SOURCE EXTRACT —
══════

Despite the federal government ending the COVID-19 emergency, thousands of inmates who were sent to home confinement will be allowed to serve the rest of their sentences from home, the Department of Justice announced.
Since March 2020, the DOJ transferred 12,000 federal prisoners to home confinement due to the pandemic. The move was authorized by Congress as part of the CARES Act. The goal was to reduce crowding in prisons as social distancing protocols went into place.
Prisoners had to meet certain conditions for home confinement. Those who were medically vulnerable due to age and health were given priority. Some sentences, such as certain sex offenses, made a number of inmates ineligible for home confinement.
Of the thousands sent to home confinement, the DOJ said less than 1% were returned to secure custody due to a new criminal offense.
The Justice Department is committed to protecting the safety of our communities and continuing to support the successful transition of those on home confinement back to society, said Attorney General Merrick. B. Garland. This final rule makes clear that the Director of the Bureau of Prisons has the discretion to ensure that those who have made rehabilitative progress and complied with the conditions of home confinement are not unnecessarily returned to prison.
The Bureau of Prisons says there are currently 5,526 inmates still on home confinement due to the pandemic. Others have completed their sentence.
New DOJ rules also allow the Bureau of Prisons to transfer those on house arrest to Residential Reentry Centers when either home confinement is no longer viable or for non-significant disciplinary issues.
Sen. Dick Durbin, D-Illinois, tweeted his support of the new rules.
The Department of Justice just issued a final rule allowing individuals placed in home confinement during COVID to stay home, if in good standing, he said. This brings a case-by-case, individualized approach to rehabilitation.
The U.S. COVID-19 emergency is set to expire May 11.

══════

EXTRACTED MATERIAL —
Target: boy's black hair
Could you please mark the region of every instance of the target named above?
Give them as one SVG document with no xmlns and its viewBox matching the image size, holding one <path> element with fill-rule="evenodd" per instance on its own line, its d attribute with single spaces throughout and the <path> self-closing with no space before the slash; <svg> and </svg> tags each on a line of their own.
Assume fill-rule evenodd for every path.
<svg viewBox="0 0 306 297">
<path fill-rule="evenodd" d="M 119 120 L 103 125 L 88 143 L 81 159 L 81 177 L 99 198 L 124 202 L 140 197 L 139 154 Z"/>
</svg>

══════

PROBLEM STATEMENT — From the home confinement article, return the passage that begins at the words "The Department of Justice just" and ends after the words "expire May 11.", copied exactly. The lines have no connection to the home confinement article.

EXERCISE RESULT —
The Department of Justice just issued a final rule allowing individuals placed in home confinement during COVID to stay home, if in good standing, he said. This brings a case-by-case, individualized approach to rehabilitation.
The U.S. COVID-19 emergency is set to expire May 11.